— START PROVIDED DATA —

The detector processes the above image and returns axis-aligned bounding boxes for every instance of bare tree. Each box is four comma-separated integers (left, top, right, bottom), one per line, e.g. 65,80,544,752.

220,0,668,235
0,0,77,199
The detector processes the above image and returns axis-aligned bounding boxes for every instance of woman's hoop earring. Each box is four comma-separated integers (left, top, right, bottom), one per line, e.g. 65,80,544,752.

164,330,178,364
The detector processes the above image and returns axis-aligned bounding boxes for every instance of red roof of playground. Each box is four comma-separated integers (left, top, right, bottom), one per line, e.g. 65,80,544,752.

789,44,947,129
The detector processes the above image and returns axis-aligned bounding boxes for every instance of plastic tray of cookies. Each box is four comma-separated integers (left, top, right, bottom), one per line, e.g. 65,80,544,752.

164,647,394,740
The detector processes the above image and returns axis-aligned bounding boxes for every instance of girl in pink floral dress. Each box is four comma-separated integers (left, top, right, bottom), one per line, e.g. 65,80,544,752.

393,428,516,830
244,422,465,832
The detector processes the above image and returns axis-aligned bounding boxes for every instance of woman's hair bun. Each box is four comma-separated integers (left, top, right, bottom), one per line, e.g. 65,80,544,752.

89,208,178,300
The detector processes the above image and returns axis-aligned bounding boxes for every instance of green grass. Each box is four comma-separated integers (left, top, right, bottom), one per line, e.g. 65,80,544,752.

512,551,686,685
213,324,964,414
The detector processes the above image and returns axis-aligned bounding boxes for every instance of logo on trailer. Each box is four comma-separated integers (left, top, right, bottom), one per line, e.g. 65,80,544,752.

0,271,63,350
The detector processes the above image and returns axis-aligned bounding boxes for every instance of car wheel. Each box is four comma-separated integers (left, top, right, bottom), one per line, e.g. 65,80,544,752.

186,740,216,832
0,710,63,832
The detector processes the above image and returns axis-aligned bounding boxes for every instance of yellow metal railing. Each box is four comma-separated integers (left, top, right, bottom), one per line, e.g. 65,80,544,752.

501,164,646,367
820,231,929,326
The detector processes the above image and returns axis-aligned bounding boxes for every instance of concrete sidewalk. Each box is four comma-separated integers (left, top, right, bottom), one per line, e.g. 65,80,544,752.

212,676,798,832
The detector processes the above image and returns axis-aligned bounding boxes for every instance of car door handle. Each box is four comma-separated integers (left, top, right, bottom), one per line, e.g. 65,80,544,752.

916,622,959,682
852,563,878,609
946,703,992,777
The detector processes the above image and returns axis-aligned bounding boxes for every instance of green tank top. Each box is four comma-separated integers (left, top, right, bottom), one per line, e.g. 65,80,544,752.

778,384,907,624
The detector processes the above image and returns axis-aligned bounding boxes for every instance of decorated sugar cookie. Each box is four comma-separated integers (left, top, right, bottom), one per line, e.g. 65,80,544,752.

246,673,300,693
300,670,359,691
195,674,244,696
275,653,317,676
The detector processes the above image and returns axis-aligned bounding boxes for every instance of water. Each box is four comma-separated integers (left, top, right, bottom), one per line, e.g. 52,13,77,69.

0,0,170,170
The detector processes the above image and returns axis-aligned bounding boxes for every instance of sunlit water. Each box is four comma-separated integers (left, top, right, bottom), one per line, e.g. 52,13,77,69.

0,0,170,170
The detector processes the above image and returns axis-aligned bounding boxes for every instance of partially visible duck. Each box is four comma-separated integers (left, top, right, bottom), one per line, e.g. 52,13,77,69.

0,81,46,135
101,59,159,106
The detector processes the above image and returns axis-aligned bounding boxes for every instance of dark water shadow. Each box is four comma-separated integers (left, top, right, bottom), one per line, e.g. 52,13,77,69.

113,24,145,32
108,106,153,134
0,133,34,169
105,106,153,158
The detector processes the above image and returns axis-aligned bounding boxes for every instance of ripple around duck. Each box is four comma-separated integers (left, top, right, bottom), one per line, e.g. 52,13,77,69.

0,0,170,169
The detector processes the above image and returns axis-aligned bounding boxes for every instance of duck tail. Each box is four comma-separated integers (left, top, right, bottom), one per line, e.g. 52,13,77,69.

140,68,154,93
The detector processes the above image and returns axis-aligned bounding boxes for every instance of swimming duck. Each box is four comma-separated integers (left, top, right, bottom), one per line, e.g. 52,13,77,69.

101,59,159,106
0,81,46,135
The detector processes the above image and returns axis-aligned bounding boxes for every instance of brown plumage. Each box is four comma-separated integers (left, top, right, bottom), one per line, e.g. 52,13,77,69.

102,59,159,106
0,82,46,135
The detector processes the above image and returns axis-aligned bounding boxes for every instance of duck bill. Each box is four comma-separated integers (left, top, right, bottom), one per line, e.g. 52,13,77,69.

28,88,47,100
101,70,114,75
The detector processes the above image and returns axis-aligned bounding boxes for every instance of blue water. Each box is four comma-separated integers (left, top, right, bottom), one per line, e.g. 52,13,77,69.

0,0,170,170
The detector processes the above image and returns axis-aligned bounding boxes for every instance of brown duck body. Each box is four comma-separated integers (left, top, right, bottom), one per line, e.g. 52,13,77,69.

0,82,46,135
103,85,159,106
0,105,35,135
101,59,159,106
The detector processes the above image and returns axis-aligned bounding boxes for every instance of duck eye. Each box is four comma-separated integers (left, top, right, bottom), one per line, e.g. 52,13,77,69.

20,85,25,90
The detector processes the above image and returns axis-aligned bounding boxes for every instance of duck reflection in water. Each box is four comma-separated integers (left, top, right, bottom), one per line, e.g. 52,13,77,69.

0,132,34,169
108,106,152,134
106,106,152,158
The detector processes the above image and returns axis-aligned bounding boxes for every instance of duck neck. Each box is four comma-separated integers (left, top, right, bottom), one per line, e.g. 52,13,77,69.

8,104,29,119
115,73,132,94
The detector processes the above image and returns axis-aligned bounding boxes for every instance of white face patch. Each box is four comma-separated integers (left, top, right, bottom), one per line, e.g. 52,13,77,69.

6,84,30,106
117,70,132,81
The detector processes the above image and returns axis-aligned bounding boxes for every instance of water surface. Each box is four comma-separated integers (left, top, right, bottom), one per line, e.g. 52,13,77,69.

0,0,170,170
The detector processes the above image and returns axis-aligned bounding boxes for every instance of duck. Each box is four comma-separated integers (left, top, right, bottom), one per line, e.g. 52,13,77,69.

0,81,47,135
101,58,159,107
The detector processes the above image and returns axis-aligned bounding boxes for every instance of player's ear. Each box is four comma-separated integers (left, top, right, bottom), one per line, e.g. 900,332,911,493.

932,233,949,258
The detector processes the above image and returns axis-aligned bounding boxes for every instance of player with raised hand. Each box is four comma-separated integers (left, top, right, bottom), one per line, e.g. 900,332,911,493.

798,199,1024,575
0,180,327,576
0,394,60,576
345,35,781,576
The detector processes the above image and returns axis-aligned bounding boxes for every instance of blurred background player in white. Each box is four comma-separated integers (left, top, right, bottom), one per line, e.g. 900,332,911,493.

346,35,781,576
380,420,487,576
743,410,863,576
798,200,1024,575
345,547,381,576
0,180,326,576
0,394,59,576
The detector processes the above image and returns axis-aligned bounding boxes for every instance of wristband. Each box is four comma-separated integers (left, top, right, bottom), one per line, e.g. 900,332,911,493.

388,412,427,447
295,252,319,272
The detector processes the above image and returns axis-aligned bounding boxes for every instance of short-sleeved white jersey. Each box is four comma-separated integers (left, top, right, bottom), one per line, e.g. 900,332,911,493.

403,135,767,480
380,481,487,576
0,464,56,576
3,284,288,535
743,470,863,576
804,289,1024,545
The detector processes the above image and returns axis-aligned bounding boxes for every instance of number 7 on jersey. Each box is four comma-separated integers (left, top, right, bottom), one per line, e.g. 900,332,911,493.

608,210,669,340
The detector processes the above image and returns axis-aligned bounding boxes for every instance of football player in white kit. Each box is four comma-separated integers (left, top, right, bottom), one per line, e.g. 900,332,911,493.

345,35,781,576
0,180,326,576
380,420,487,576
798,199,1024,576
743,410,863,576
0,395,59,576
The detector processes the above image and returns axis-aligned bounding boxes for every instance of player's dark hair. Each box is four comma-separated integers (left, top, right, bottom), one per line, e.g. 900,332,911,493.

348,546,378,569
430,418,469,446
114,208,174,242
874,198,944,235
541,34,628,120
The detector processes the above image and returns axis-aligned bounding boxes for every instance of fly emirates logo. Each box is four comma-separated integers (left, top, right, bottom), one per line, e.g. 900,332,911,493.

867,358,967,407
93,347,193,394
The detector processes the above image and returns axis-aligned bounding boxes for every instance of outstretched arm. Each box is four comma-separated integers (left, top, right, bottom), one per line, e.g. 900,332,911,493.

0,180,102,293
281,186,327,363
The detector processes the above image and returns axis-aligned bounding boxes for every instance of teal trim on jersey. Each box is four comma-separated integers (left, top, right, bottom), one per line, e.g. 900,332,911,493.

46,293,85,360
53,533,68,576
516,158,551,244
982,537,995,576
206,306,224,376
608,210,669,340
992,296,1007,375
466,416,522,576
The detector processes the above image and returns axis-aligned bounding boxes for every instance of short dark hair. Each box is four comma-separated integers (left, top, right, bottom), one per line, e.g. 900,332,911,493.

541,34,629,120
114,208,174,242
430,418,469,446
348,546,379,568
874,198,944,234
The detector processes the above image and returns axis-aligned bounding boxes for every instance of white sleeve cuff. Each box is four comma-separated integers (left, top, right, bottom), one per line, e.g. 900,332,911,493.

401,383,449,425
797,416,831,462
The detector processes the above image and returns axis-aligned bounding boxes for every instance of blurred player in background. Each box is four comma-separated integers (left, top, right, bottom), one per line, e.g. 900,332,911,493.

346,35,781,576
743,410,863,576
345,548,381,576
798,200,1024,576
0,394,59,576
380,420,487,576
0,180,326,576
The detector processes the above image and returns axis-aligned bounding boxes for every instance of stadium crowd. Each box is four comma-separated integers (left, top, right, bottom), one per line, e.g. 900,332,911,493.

— END PROVIDED DATA —

STATED PROBLEM: Reproduce the listing above verbatim, beginning at its first line and stopping after the line that contains "0,271,63,350", with both of those lines included.

FINAL RESULT:
The detector processes the above image and returns axis-aligned bounding boxes for every instance of bare tree. Each box is four comma-separated integers (left, top, right, bottom), one per line, e.g. 65,80,544,752.

220,0,668,235
0,0,77,199
The detector processes the above image and returns axis-aligned bounding boxes for every instance of woman's hoop earring. Each box is four comma-separated integers (left, top, right, bottom), one per line, e.g. 65,80,544,752.

164,330,178,364
The detector processes the above image and returns axis-aligned bounding boxes for every instance of red roof of playground. Each box is four comma-separated integers (left, top, right, bottom), one per line, e.g. 65,80,544,752.

789,44,947,129
The detector processes the above image and returns axis-aligned bounding boxes for every instance of plastic tray of cookies. Each box is four comma-separated integers (left, top, right, bottom), one per line, e.g. 65,80,544,752.

164,647,394,740
The detector processes the above image and returns axis-aligned bounding boxes for every instance of girl in pink floral dress. Each box is four comma-separated integers (left, top, right, bottom), one per line, e.g. 65,80,544,752.

393,428,516,830
244,422,465,832
The detector processes the above image and returns axis-aligned bounding boxes for every instance of woman's hair bun. Each box is four comma-separated integers (left, top, right, bottom), one per line, e.g. 65,80,544,752.

89,208,178,300
The detector processes the above image and returns axis-aligned bounding boxes for every instance of green grass. Each box is four comma-separated integers (left, top, right, bottom), one per line, e.g. 65,80,544,752.

512,551,686,685
213,324,964,414
The detector processes the above image and returns axis-aligned bounding boxes for every instance of logo on trailer. Each box is four comma-separated integers (left, top, right, bottom), one per line, e.g. 65,80,544,752.

0,271,63,350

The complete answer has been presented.